#### PAGE TEXT:
* * * * * * *
My life as a Brain

My life as a Brain

It’s been happening all of my life, I’ve been receiving; junk mail, forms of identification, security badges, tax forms, credit cards, you name it…. all addressed to “Brain.” I remember as a very small kid, my mother would try and spin it saying that it was a compliment - they thought I was so smart they called me Brain, but even back then I knew the truth: people are careless and lazy.

The first time I can recollect this happening was in elementary school. We were in the school library learning about how it works and being tasked with checking out a book when one of my classmates spotted a book named The Great Brain and remarked, “Oh look Brian, it’s a book about you!”

Now in elementary school, I was quite forgiving with my classmates. Even though I perpetually received a dozens of Valentine’s Day Cards, Birthday cards and invitations to various parties addressed to this “Brain” person. Given that I was having my own challenges with learning and writing the alphabet, it seemed then like it was a simple mistake that anyone could make and that we’d all grow out of it.

Boy, was I ever wrong about that. Wrong, wrong, wrong and wrong! I’ve found that it’s gotten worse. It is practically a daily occurrence these days. Especially at work, almost every day an e-mail or instant message comes to me starting off with “Hello Brain,” or “Brain.” I like to think I’m usually tolerant of these lapses in attention, I’m quite empathetic. Besides, “brain” is an actual word learned our automatic spellcheckers, if there’s not a squiggly little red line beneath it then it must be correct. As an experiment, I’ll sometimes respond to those people in kind a transpose two letters in their names. This rarely goes unnoticed, I even had someone at a job in the past respond to me along these lines:

Dear Brain,

Why do you keep spelling my name wrong, it’s not spelled “Miek”



The day I received that response, I shook my head, left the office early that day and had a drink that night to the decline of our civilization. Our parents were correct, all that TV has rotted our brains.

Also as an experiment, I’ve tried the opposite. I’ve called and referred to myself as “Brain” in all sorts of e-mails. Most of the people who noticed that I was spelling my own name wrong were my friends who knew how badly this can get into my craw. But I did have one co-worker catch it and ask if I was being immodest, this clever coworker had a good chuckle when I explained my experiment but then proceeded to refer to me as “Brain” every chance that they got.

I thought I’d share two instances where I was called “Brain” that were especially memorable; one in the way distant past and another in the present:

Twenty Years Ago

In high school, I had joined the cross country team as something to do, my entire childhood I remember my Dad running including running the Long Island Marathon. Running seemed like it could be fun and suited my stubborn persistent nature. My senior year of high school, our family had relocated to another town about 90 minutes away. It was disappointing at the time to move away from all my friends and it was doubly disappointing since I had really gotten serious and dedicated to running and I had put myself in the position to be running with the varsity team. At my new school this wasn’t certain at all. The new school a very competitive cross country program and it became quite apparent that what I had counted on at my previous school was no sure bet.
* * * * * * *
#### DATA PROVIDED:
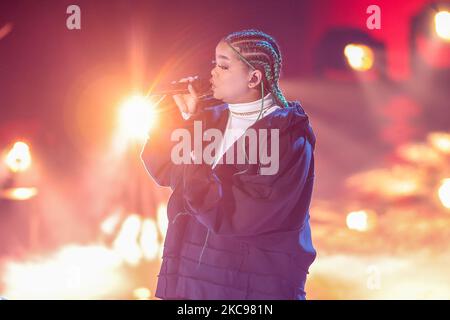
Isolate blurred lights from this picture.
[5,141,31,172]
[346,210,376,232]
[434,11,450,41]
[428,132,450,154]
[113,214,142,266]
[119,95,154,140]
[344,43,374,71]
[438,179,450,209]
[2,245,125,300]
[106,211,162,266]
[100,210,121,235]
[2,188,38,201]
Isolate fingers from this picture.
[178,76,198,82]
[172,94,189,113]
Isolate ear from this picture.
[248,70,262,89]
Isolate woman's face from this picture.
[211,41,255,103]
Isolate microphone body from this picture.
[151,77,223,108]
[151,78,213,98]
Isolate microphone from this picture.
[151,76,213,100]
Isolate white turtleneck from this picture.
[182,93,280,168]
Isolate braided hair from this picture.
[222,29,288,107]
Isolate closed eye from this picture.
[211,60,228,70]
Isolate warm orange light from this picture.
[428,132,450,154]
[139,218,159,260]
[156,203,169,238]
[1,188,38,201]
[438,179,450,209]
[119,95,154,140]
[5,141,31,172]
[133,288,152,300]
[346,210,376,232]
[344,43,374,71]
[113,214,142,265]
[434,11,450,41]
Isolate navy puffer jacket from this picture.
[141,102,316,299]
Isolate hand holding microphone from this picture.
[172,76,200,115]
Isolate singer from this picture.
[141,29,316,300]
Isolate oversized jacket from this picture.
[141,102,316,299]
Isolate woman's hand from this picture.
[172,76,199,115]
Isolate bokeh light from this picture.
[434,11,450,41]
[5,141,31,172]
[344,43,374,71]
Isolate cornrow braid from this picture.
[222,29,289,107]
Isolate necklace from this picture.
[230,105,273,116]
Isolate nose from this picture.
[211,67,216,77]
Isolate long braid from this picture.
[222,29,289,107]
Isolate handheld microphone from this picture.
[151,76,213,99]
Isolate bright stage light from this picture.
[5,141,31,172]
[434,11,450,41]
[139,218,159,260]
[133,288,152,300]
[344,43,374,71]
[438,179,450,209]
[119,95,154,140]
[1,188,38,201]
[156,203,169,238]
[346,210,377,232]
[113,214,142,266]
* * * * * * *
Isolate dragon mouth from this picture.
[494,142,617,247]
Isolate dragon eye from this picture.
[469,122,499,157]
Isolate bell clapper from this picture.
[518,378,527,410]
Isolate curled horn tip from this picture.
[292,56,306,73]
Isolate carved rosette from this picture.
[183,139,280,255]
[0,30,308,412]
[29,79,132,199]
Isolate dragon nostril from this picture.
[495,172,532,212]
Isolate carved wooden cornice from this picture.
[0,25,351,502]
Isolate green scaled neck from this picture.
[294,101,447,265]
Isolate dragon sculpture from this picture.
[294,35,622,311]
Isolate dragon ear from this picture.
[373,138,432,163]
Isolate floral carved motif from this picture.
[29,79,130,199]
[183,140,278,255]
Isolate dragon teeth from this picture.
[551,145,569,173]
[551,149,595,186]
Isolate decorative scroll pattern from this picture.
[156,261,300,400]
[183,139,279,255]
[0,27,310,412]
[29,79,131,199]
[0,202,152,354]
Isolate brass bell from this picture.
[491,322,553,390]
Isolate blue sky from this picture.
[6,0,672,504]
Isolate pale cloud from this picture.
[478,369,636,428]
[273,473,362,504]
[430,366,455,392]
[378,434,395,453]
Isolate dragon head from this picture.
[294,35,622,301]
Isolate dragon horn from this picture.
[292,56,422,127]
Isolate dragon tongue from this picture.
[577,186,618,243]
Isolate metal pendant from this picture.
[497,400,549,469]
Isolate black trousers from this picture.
* * * * * * *
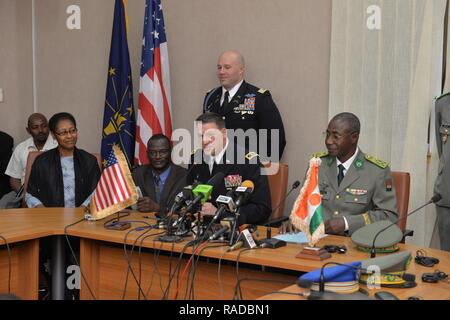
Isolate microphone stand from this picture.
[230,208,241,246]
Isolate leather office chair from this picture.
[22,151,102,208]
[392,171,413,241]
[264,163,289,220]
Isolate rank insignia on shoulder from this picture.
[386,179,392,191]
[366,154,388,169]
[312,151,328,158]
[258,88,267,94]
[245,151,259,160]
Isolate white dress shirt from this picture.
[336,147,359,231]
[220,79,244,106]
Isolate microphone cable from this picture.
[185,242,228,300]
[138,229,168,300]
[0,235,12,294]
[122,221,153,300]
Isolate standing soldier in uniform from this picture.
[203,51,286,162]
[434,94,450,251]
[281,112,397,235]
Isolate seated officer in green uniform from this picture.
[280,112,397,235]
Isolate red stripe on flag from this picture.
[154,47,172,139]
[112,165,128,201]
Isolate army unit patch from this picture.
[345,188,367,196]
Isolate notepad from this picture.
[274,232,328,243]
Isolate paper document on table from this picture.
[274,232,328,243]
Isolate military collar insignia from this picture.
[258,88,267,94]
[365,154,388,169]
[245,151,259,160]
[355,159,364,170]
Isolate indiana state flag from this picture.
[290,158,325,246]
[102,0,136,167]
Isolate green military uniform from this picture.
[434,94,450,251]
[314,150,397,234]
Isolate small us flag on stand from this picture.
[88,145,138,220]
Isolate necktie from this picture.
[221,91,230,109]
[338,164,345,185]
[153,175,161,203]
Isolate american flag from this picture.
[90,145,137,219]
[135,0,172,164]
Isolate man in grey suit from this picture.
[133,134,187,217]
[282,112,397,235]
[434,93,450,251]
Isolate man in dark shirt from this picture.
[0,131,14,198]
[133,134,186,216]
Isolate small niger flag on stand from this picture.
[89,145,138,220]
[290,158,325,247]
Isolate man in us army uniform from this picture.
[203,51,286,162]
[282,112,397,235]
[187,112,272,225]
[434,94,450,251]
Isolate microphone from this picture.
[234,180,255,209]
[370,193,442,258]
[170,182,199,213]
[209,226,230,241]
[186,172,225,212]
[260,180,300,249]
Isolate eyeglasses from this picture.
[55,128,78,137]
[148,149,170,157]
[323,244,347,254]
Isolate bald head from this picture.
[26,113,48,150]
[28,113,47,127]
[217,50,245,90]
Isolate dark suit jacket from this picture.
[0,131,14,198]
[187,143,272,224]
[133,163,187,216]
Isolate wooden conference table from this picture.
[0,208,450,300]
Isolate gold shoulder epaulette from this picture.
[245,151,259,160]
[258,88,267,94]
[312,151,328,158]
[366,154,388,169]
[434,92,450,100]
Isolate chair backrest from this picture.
* * * * * * *
#### TASKS AND EXERCISES:
- a) In the essay about being called Brain, which marathon did the writer's father run?
- b) Go on with the essay about being called Brain, picking up right after its last sentence.
The rows have nothing to do with the essay about being called Brain.

#### TASK RESULTS:
- a) The Long Island Marathon.

- b)
There wasn’t anything that I could do other than play the hand that I had been dealt. I dedicated myself, worked my scrawny un-athletic tail off and did the best that I could. The hard work paid off in some respect, I was running better times than I ever had before. That entire season, I teetered on the border of the varisty and junior-varsity teams. My best was good and I was pleased with it, but it just worked out that my teammates were both more talented and worked just as hard as I did or even harder.

It was bittersweet during the middle of the cross country season when we wound up participating in the same meet(s) as my old high school did. It was good to see all of my old friends and teammates and as we discussed our seasons it was clear I’d definitely been among the guys on their varsity squad.

As the season ended, I was on the bubble of earning a letter for the Cross Country team. In adding up my accomplishments over the season, I had done the math and realized I was just a hair or two short of the coaches criteria. This was disappointing, but I had accepted it. However, at the team’s end of the season banquet my coach had a surprise for me. He had contacted my old coach and asked him if I would’ve lettered at the old school and the answer had been yes. Based on that, he decided to award me the letter. Naturally, I was ecstatic.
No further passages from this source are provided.